*Your instructions*.
From the line containing "Pin the green foliage" down to the last line of the material, return those lines verbatim and only those.
-- start of Excerpted records --
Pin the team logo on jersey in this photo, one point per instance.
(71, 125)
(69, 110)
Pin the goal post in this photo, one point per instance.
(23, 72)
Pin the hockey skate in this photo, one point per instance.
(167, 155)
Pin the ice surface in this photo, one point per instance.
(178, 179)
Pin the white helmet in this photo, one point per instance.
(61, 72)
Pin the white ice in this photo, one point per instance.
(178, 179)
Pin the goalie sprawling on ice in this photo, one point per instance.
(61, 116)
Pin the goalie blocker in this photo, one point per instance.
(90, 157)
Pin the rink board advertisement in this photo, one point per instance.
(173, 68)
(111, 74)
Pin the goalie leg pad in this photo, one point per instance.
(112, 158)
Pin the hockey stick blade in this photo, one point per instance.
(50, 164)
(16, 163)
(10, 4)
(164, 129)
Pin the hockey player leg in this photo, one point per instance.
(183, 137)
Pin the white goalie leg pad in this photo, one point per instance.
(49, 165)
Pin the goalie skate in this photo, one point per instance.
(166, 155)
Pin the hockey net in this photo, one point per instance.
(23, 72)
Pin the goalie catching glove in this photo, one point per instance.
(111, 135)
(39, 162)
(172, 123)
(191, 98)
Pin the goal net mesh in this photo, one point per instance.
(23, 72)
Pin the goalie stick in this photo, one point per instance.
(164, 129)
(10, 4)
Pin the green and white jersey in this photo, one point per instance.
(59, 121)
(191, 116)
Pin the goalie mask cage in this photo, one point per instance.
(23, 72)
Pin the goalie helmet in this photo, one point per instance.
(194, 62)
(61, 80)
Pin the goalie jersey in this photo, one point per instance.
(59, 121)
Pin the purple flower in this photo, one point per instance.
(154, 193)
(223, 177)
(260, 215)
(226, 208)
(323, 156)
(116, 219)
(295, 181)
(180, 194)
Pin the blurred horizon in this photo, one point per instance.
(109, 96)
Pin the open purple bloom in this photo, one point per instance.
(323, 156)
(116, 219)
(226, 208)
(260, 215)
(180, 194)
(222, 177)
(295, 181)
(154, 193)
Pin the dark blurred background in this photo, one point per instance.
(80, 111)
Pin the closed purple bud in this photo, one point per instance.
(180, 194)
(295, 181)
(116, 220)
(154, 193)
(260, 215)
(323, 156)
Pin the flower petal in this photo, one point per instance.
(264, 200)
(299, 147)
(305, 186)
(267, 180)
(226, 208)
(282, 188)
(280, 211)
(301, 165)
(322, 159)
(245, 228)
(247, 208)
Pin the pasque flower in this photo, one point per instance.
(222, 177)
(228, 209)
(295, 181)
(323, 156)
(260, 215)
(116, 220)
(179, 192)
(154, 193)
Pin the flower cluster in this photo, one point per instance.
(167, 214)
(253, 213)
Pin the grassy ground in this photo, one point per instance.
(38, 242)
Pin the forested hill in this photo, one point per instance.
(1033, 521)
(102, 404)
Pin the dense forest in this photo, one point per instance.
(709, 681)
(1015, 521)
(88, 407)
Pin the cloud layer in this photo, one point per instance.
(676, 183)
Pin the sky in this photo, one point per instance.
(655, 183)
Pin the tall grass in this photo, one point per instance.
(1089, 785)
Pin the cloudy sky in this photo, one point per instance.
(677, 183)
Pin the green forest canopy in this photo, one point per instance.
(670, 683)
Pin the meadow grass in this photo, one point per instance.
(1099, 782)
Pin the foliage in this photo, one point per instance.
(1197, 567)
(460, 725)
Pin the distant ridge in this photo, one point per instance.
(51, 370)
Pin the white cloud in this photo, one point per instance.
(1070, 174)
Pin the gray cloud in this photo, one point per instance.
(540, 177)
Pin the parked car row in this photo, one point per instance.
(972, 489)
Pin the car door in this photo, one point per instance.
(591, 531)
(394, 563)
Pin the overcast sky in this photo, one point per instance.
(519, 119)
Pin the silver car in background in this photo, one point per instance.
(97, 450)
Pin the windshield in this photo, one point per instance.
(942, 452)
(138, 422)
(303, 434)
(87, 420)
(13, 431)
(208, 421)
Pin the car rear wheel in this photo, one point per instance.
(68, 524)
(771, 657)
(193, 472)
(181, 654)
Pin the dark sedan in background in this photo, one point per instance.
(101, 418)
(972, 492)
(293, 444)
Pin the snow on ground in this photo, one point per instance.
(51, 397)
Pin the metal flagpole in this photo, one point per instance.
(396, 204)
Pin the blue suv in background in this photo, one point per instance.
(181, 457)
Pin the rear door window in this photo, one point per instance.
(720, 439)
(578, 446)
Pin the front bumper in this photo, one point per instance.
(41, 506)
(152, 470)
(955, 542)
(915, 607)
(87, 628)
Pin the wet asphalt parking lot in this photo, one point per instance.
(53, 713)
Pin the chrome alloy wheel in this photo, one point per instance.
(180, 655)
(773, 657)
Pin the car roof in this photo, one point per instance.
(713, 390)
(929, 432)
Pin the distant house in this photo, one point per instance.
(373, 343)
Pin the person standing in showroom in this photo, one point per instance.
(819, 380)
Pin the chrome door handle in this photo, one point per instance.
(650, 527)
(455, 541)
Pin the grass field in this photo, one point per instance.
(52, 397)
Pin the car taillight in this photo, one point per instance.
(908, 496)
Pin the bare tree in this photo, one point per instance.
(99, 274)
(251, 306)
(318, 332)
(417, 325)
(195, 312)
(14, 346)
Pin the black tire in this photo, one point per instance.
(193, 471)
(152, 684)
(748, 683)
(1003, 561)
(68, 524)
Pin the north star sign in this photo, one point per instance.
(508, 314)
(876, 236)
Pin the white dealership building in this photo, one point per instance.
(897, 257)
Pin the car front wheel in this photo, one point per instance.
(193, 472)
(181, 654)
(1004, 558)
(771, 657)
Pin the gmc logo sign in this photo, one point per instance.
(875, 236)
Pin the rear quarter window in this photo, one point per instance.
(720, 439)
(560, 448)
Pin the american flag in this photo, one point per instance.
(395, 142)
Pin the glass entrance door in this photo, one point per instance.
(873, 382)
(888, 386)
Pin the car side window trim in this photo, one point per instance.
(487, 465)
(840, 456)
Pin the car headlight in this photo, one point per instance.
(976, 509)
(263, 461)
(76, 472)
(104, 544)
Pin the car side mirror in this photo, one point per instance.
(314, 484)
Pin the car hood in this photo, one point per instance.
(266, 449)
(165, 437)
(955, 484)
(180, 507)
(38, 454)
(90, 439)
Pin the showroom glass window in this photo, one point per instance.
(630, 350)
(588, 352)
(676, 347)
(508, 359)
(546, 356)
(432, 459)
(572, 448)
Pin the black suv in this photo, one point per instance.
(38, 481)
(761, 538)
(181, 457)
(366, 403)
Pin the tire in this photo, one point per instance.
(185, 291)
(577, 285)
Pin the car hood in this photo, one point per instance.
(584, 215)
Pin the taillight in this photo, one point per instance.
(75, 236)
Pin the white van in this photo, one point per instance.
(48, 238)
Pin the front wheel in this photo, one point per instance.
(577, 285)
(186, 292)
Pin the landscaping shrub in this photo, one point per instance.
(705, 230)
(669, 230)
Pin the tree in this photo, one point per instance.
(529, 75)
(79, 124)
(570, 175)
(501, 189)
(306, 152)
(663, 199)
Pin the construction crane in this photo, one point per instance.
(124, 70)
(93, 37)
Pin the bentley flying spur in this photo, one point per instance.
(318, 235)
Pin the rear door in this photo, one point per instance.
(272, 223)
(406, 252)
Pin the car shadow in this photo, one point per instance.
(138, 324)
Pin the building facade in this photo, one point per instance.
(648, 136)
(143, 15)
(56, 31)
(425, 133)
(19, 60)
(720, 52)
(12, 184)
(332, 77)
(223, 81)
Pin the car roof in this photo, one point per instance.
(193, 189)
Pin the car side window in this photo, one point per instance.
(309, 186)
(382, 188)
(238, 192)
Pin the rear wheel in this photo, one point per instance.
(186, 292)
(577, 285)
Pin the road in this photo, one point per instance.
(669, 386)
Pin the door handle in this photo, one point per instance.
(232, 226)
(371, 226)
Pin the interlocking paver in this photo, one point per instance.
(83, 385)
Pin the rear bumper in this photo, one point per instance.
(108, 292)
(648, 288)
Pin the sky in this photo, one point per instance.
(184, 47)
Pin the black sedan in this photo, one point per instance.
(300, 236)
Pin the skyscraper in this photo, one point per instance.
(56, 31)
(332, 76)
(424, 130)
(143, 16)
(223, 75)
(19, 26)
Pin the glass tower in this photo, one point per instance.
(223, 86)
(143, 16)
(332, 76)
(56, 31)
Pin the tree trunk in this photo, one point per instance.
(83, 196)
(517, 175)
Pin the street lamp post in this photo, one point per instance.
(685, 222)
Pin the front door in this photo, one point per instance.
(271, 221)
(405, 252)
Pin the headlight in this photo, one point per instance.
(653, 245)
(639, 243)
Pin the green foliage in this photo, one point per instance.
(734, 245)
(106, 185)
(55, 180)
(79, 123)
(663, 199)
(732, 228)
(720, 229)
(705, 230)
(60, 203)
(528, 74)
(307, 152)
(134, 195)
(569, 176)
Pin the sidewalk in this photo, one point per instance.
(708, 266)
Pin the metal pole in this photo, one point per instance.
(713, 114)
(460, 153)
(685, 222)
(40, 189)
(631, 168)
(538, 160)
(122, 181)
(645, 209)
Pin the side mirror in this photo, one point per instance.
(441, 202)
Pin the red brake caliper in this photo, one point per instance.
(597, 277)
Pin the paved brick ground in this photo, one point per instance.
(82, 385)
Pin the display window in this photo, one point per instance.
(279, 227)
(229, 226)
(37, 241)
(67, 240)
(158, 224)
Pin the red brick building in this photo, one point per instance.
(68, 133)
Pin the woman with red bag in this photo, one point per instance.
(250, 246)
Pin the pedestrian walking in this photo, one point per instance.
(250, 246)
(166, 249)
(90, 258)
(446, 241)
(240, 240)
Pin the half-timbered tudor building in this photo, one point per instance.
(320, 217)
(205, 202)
-- end of Excerpted records --
*Answer in full*.
Pin the green foliage in this photo, one point per instance.
(734, 245)
(106, 185)
(55, 180)
(79, 123)
(663, 199)
(732, 228)
(720, 229)
(705, 230)
(60, 203)
(528, 74)
(307, 152)
(134, 195)
(569, 176)
Pin the sidewalk in this photo, one point per instance.
(708, 266)
Pin the metal pole in this photo, one point per instance.
(713, 114)
(460, 153)
(685, 222)
(40, 189)
(631, 168)
(538, 160)
(122, 181)
(645, 209)
Pin the side mirror in this photo, one point per instance.
(441, 202)
Pin the red brake caliper in this photo, one point per instance.
(597, 277)
Pin the paved brick ground in this photo, one point per instance.
(82, 385)
Pin the display window in this photo, one point per instance.
(279, 227)
(229, 226)
(37, 241)
(67, 240)
(158, 224)
Pin the red brick building in this photo, one point per instance.
(68, 133)
Pin the woman with red bag in this photo, one point per instance.
(250, 246)
Pin the pedestrian walking in this photo, one point per instance.
(250, 246)
(166, 249)
(90, 258)
(446, 241)
(240, 240)
Pin the half-timbered tudor building in this photo, one point per instance.
(320, 217)
(205, 202)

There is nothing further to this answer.